● Data to use

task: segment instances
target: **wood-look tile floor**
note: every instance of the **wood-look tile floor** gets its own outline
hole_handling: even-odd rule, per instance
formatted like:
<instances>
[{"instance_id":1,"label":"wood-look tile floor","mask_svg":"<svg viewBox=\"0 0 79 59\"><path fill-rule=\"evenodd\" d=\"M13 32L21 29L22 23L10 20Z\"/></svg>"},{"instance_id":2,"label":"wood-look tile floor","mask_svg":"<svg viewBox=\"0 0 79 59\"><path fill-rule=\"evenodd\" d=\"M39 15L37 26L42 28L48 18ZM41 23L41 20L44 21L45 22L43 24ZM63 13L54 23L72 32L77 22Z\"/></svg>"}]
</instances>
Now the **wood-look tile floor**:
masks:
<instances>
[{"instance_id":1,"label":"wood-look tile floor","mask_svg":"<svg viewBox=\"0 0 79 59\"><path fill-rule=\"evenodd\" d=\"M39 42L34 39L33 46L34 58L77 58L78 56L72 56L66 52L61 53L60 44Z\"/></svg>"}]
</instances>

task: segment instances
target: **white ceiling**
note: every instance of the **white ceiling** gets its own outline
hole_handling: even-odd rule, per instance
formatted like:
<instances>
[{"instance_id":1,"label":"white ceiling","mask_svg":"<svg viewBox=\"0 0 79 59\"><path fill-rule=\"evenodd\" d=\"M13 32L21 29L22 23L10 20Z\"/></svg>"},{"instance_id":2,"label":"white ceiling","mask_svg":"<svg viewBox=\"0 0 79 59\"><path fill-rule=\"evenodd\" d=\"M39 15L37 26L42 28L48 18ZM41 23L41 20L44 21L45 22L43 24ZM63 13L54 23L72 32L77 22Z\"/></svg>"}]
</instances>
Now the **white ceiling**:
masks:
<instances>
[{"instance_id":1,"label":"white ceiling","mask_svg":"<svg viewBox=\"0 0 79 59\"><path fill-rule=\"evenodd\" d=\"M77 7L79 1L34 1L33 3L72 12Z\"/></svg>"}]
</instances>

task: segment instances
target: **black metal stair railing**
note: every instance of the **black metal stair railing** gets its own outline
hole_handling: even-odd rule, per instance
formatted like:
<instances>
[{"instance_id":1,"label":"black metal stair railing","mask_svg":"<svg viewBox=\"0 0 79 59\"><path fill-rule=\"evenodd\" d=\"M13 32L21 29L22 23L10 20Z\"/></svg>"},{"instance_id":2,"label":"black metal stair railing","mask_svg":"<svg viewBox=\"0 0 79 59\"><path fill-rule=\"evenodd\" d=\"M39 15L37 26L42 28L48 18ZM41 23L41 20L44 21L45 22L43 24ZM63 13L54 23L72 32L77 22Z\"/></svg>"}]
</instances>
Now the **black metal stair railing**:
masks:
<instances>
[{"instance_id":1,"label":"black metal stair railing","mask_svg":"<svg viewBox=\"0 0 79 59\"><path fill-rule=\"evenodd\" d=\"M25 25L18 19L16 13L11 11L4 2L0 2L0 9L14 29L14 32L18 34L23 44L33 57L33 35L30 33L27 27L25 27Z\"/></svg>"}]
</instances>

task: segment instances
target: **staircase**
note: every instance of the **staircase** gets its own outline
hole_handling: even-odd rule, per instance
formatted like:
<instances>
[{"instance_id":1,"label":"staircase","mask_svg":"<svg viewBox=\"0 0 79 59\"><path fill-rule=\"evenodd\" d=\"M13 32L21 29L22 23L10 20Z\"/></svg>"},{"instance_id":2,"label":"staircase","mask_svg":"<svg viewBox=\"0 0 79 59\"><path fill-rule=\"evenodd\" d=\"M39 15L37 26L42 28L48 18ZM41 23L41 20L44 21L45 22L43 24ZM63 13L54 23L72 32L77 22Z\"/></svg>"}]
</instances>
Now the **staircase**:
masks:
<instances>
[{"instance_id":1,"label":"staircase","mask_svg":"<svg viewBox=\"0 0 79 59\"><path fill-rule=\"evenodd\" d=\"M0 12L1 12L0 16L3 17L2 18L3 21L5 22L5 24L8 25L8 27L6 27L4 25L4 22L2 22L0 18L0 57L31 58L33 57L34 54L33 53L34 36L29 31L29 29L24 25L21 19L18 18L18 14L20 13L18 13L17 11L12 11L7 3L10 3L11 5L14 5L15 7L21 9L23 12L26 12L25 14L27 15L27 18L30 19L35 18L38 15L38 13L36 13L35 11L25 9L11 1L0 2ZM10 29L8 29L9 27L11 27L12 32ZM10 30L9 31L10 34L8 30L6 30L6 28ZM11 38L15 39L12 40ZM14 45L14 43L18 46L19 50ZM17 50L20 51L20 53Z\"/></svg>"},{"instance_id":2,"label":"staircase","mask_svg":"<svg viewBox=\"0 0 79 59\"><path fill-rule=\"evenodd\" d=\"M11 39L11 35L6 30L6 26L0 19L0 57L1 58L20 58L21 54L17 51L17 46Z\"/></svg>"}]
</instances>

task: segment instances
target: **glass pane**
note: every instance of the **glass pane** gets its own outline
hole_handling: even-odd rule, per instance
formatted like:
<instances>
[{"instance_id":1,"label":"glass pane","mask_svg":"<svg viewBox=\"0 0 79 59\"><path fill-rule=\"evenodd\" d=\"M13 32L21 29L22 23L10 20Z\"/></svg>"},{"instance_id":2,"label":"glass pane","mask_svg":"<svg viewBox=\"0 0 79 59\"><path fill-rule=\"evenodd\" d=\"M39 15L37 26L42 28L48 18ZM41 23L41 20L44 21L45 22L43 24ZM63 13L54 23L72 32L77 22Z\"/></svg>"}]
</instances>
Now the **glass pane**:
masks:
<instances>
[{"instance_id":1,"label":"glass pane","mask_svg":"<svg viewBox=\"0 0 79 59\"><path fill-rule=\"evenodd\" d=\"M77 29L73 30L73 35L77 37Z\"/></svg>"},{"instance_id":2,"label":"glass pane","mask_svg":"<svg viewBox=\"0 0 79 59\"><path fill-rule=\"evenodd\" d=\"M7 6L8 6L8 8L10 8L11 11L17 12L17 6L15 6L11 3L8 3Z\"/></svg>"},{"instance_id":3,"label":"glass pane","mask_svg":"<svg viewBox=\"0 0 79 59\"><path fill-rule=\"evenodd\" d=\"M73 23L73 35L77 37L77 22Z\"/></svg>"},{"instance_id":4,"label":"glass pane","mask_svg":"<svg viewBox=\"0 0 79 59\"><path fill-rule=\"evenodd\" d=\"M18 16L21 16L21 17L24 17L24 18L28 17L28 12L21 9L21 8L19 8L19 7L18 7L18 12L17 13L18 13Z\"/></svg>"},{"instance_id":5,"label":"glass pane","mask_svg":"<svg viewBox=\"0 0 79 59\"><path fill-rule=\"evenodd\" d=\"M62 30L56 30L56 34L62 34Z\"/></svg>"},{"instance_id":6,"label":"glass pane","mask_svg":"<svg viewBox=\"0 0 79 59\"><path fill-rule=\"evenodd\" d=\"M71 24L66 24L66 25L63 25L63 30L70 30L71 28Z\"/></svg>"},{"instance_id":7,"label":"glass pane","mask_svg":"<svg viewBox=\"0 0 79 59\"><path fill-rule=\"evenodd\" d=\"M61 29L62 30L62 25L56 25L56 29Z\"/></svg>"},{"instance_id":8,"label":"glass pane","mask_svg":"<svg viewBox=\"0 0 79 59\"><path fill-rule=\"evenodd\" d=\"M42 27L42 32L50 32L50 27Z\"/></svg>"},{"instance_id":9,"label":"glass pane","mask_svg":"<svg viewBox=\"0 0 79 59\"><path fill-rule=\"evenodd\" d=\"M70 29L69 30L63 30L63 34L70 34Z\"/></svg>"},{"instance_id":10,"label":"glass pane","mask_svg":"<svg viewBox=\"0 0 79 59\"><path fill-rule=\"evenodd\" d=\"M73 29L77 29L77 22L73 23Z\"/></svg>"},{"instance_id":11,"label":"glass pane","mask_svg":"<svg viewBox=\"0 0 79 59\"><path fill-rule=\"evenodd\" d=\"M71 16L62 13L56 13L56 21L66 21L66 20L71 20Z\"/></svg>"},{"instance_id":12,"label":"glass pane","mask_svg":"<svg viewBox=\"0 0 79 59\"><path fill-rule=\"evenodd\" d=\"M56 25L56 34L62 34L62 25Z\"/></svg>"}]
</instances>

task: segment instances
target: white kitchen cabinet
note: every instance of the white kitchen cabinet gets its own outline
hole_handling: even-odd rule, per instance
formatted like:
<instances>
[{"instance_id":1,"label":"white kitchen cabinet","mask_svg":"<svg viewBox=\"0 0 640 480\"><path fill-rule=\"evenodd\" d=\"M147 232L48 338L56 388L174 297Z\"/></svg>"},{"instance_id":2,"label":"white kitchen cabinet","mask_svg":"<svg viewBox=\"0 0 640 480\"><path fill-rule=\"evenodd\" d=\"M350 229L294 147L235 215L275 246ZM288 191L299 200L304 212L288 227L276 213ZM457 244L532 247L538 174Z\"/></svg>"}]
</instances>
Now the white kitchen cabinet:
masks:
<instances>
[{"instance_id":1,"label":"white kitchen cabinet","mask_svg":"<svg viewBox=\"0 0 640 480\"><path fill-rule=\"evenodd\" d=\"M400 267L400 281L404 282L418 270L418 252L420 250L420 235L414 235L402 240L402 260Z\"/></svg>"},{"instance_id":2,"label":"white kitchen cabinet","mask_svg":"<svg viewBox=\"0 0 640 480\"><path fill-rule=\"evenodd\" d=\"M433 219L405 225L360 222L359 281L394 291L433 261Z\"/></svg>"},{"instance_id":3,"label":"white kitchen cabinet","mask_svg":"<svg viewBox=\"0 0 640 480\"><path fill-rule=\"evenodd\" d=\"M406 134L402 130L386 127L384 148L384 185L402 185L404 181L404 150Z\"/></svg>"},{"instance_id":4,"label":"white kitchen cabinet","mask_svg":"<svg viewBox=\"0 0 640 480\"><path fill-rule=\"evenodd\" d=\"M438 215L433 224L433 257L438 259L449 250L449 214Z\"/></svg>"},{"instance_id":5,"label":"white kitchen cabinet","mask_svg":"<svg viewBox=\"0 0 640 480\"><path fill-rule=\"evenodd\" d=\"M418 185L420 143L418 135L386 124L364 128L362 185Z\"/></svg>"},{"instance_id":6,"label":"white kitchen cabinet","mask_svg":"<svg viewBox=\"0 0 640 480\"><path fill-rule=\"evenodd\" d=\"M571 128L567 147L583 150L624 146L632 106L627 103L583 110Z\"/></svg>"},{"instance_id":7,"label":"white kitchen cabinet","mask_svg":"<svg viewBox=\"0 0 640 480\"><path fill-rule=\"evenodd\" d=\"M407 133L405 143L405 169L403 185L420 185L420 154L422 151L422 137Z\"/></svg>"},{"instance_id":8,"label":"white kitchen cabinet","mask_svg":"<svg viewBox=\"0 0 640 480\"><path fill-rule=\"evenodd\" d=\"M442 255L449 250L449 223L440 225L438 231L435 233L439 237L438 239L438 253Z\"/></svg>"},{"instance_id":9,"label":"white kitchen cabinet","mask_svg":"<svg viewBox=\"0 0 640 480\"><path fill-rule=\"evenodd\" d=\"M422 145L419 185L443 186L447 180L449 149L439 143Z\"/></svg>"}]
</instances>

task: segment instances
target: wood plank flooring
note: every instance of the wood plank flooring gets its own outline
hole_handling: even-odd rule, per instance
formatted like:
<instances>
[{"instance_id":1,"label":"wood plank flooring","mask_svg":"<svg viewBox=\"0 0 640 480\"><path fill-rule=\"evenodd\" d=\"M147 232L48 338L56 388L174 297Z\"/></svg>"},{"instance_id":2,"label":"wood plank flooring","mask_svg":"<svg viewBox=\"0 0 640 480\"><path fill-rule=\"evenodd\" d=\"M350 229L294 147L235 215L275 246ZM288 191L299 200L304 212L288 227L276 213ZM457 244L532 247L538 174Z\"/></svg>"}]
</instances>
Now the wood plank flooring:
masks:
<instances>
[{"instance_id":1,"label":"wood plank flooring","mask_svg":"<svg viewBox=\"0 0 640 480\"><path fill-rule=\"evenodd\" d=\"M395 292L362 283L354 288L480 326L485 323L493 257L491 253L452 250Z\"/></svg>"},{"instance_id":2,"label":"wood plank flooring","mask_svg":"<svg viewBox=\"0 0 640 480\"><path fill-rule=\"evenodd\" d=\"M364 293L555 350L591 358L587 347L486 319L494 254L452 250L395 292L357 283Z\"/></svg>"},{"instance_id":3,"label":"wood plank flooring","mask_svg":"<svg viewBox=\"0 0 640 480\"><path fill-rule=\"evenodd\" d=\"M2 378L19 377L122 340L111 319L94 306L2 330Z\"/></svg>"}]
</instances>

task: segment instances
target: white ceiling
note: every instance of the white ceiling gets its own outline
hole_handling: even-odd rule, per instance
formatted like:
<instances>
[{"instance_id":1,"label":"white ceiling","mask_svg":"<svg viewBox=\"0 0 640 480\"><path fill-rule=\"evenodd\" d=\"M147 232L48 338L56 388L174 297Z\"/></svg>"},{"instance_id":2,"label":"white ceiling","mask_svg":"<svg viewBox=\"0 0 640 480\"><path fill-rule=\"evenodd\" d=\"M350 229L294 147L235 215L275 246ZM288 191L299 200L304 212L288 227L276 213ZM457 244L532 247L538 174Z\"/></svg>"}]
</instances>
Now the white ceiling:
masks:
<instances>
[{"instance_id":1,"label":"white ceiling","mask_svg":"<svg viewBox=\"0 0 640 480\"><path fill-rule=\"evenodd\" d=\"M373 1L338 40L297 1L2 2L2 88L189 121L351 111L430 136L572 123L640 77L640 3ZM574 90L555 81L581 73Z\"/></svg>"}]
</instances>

● Assignment
Copy the entries above exactly, but only from the line holding "target: **glass pane**" through the line holding "Now the **glass", both included.

● Answer to this task
target: **glass pane**
note: every instance of the **glass pane** gets its own outline
hole_handling: even-odd rule, per instance
formatted like:
<instances>
[{"instance_id":1,"label":"glass pane","mask_svg":"<svg viewBox=\"0 0 79 59\"><path fill-rule=\"evenodd\" d=\"M13 32L21 29L22 23L10 20Z\"/></svg>"},{"instance_id":2,"label":"glass pane","mask_svg":"<svg viewBox=\"0 0 79 59\"><path fill-rule=\"evenodd\" d=\"M39 15L37 26L42 28L48 18ZM41 23L41 20L44 21L45 22L43 24ZM63 13L54 23L72 32L77 22Z\"/></svg>"}]
</instances>
Now the **glass pane**:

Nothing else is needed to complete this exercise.